Ejercicios
(a) En la reseña de The game, ¿a qué director se alude al describir los decorados de estilo postindustrial?
(b) Copia textualmente el fragmento de la reseña de The game que va desde "The game es" hasta "ser la peor.".

Texto propuesto
The game es una película que, si mal no recuerdo, Fincher rodó entre sus celebérrimas Seven y El club de la lucha, y que inmediatamente cayó en un olvido del que no parece que nada vaya a sacarla. El punto de partida debe de ser esa sensación que todos hemos tenido de niños y que los paranoicos mantienen de adultos de que el mundo que nos rodea es irreal y forma parte de una obra de teatro de la que, por ignotas razones, no nos han contado el papel que nos corresponde. Los 90 se llenaron con filmes manieristas de parecida índole, y ésta no debe de ser la peor.

Parábola sobre el cine, el prota se mete en un embolado sin pies ni cabeza en el que paga por pasarlo mal, como la mayoría de los espectadores que nos metemos en una sala a ver espantos (en todos los sentidos de la palabra). El citado embolado es carísimo, claro, que si bien en guión no han pasado de becarios, los decorados están currados, y como es normal en Fincher van del súper lujo a los deshechos post industriales en plan Tarkovsky, sin pasar por la clase media, que para este director no existe.

La película es aburridilla por previsible, y algo triste: al comienzo vemos a un magnífico Michael Douglas, atormentado, frío, despiadado, eficaz ejecutivo, y tras el periplo que le montan sus allegados acaba convertido en un llorica insoportable que va pidiendo perdón a todo el mundo, lo que no deja de ser un buen reflejo de lo que nos pasa ante las mayorías de las películas (incluido ésta), que tenemos la sensación de haber salido de ellas más imbéciles de como habíamos entrado.

Conjunto de datos
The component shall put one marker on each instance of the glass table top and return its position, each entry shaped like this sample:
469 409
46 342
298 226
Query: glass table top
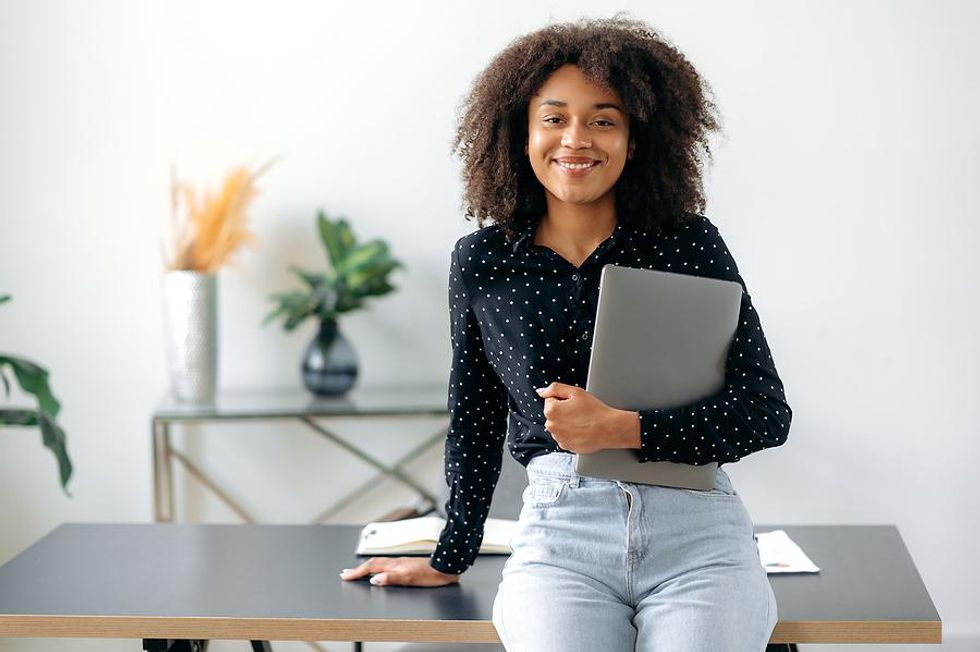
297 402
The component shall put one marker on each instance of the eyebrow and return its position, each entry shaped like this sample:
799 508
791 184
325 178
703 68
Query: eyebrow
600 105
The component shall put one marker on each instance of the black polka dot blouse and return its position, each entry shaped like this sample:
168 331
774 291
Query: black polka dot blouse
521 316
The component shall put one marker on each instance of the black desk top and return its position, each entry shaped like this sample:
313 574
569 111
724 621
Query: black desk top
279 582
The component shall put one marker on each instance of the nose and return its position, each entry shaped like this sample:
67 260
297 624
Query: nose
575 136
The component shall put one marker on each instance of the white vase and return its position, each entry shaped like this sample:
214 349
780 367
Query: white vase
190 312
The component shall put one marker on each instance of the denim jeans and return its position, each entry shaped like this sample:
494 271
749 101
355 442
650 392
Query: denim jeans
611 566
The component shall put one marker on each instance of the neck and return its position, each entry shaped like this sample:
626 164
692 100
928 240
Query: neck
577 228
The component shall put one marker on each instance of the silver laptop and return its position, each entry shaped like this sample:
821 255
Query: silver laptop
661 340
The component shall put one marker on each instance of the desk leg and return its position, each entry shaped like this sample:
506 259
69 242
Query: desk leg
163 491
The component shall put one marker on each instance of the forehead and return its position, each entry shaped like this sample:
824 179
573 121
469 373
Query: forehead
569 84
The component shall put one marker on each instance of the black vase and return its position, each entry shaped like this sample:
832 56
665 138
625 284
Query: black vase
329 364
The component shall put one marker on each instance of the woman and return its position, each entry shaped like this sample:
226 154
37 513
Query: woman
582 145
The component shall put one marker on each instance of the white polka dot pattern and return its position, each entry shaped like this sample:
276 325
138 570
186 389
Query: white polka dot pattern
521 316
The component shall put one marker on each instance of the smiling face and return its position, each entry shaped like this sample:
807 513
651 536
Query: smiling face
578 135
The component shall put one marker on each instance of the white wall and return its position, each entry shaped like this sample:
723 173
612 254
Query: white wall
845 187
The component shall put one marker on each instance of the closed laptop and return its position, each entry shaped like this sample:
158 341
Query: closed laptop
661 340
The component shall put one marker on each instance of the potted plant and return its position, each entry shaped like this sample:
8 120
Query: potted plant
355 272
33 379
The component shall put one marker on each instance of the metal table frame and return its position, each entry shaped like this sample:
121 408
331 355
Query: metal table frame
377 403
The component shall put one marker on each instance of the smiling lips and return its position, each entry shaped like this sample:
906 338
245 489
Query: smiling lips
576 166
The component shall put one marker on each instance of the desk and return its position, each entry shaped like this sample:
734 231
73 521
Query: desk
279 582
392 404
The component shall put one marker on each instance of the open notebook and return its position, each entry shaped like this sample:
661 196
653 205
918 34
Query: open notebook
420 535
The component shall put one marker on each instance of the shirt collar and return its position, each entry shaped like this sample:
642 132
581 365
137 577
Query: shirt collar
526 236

Ejercicios resueltos
(a) A Tarkovsky.

(b)
The game es una película que, si mal no recuerdo, Fincher rodó entre sus celebérrimas Seven y El club de la lucha, y que inmediatamente cayó en un olvido del que no parece que nada vaya a sacarla. El punto de partida debe de ser esa sensación que todos hemos tenido de niños y que los paranoicos mantienen de adultos de que el mundo que nos rodea es irreal y forma parte de una obra de teatro de la que, por ignotas razones, no nos han contado el papel que nos corresponde. Los 90 se llenaron con filmes manieristas de parecida índole, y ésta no debe de ser la peor.